Page extract
□ □ □ □ □

Suppose that $10$ people enter an elevator with capacity $2000$lbs. Denote $X$ as the combined weight of all $10$ people in the elevator. (I chose this example because weight is a random variable that classically possesses a normal distribution.) Now define an indicator random variable $Y$ such that $Y=1 \iff$ capacity is exceeded and $Y=0$ otherwise. Then $$P(Y=1|X=2200)=1 $$

  • This result is impossible and very counter-intuitive in classical probability in which we define $P(A \mid B)=\frac{P(A \cap B)}{P(B)}$. – Akira Sep 10 '20 at 21:49
  • @LAD, I think the more fundamental relationship is $P(A \cap B) = P(A|B) \times P(B)$ i.e., when you divide by $P(B)$ you've already made the assumption that $P(B) \neq 0$. However, $P(A \cap B) = P(A|B) \times P(B)$ would still hold true in Matthew Holder's case - isn't it? – Kartik Sep 10 '20 at 21:57
  • That's the formula you use if you assume $P(B)\neq 0$. That formula simply doesn't work if $P(B)=0$.

□ □ □ □ □

Entries provided
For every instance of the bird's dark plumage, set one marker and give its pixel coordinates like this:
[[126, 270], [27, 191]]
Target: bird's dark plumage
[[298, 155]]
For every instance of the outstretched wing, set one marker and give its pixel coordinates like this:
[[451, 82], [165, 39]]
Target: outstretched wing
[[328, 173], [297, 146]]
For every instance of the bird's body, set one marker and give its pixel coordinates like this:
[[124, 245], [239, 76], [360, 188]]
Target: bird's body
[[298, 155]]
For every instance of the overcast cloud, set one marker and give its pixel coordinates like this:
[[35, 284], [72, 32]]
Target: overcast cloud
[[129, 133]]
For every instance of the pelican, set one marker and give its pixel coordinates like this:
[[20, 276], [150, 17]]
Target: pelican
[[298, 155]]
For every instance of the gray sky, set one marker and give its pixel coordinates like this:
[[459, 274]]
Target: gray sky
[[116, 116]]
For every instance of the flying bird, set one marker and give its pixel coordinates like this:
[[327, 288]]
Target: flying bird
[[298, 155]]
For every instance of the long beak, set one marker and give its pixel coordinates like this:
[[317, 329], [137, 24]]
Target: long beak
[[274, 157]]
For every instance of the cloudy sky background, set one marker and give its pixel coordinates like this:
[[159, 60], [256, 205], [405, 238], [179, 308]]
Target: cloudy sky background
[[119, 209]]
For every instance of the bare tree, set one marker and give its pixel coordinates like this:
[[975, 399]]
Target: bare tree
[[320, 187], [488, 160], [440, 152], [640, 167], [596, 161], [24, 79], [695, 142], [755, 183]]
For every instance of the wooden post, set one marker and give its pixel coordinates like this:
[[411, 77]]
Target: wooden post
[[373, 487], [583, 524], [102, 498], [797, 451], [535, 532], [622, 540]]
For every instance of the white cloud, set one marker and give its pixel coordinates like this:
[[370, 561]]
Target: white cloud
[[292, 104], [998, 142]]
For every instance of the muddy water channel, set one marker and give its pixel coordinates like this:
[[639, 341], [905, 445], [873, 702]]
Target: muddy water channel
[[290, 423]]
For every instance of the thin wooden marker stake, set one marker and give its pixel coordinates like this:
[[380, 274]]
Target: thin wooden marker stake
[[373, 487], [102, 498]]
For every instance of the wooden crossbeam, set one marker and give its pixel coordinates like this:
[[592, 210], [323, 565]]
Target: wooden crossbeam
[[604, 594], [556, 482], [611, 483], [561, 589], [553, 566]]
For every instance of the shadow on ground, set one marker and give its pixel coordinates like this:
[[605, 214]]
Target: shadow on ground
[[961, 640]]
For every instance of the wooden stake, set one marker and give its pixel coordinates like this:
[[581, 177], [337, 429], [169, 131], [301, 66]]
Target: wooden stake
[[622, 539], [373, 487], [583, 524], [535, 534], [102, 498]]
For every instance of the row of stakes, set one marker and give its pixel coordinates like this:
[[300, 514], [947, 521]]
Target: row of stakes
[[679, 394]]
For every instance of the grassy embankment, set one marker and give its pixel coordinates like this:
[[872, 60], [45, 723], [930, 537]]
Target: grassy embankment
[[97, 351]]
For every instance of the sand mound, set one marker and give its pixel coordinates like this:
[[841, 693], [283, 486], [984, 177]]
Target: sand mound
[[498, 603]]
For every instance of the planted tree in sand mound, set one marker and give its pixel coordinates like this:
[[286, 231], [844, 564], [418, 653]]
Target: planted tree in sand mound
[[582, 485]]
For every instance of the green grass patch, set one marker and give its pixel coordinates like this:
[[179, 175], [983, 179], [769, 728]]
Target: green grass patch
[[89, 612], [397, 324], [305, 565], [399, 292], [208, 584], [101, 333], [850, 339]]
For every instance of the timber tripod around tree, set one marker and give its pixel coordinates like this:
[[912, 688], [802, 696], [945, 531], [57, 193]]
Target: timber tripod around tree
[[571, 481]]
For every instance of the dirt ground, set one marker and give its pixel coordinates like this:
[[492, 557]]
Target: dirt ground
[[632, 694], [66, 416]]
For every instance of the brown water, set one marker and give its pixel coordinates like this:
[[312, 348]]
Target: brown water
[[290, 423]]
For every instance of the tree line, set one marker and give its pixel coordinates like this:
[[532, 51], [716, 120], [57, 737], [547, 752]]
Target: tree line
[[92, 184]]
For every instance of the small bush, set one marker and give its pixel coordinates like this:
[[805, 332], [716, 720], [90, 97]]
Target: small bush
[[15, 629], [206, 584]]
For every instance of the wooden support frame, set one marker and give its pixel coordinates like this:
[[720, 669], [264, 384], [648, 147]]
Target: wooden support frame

□ □ □ □ □

Directions for this task
Please decide whether each statement agrees with the elevator thread, answering yes or no and quoting the deciding words of the thread.
1. The elevator in the example has a capacity of 2000 lbs.
2. $Y$ is set to 1 when the capacity is not exceeded.
3. Kartik says that dividing by $P(B)$ already assumes $P(B)$ is not zero.
The lines are separate material from the thread.

The completed task
1. Yes: "enter an elevator with capacity $2000$lbs"
2. No: "$Y=1 \iff$ capacity is exceeded and $Y=0$ otherwise"
3. Yes: "when you divide by $P(B)$ you've already made the assumption that $P(B) \neq 0$"